>> start ARTICLE
On Mon, Mar 26, 2012 at 12:06 PM, Nguyen Thai Ngoc Duy
<pclouds@xxxxxxxxx> wrote:
> (I think this should be on git@vger as there are many experienced devs there)
>
> On Sun, Mar 25, 2012 at 11:13 AM, elton sky <eltonsky9404@xxxxxxxxx> wrote:
>> About the new format:
>>
>> The index is a single file. Entries in the index still stored
>> sequentially as old format. The difference is they are grouped into
>> blocks. A block contains many entries and they are ordered by names.
>> Blocks are also ordered by the name of the first entry. Each block
>> contains a sha1 for entries in it.
>
> If I remove an entry in the first block, because blocks are of fixed
> size, you would need to shift all entries up by one, thus update all
> blocks?
>

We need some GC here. I am not moving all blocks. Rather I would
consider merge or recycle the block. In a simple case if a block
becomes empty, I ll change the offset of new block in the header point
to this block, and make this block points to the original offset of
new block. In this way, I keep the list of empty blocks I can reuse.
>> end ARTICLE
>> start RAW DATA
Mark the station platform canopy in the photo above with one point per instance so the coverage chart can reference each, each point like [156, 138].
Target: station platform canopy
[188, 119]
>> end RAW DATA
- LIST OF TASKS:
• A. Decide whether each statement agrees with the email about the new index format. Answer yes or no for each and quote the words of the email that settle it.
(i) In the new format, the index is split across several files.
(ii) Blocks are ordered by the name of their first entry.
(iii) When a block becomes empty, the writer plans to shift all the following blocks up.
• B. Write a continuation of the email about the new index format, starting after its last sentence.

- THE RESULTS:
• A.
(i) No: "The index is a single file."
(ii) Yes: "Blocks are also ordered by the name of the first entry."
(iii) No: "I am not moving all blocks."

• B.
If a block is not empty but not full, we better merge it with adjacent
block for efficiency. But I don't know an light way to handle that
when refreshing index. But we can always run a background thread to
rebuild the index, at some stage, while system is quiet.

> Also note the sequence format means duplication because we always
> store full path.

You are right, this keeps the size of the index as current system. Use
a tree will save disk space for sure. Need think more about this.

> --
> Duy

Attach my previous email here:

The goal of this project is :
1. verify checksum for only necessary part of index
2. keep the time complexity of most git-app below logn

About the new format:

The index is a single file. Entries in the index still stored
sequentially as old format. The difference is they are grouped into
blocks. A block contains many entries and they are ordered by names.
Blocks are also ordered by the name of the first entry. Each block
contains a sha1 for entries in it.
For using a binary search to locate the block for an entry, the
offsets of blocks are stored in the header of the index. We reserve
100 spaces for block offsets in the header. More offsets are stored in
a meta block (see below) afterwards. An offset of the first meta block
is stored.
The checksum is computed on block. After we locate the block, the
checksum is recomputed for the block. And only the this block will be
read and write back later. As the block is read into ram, it is easy
to do a binary search for entries in a block when they are in ram.
When the index doesn't have many entries, it works very similar with
current format. When more entries git-added, blocks will come into
play.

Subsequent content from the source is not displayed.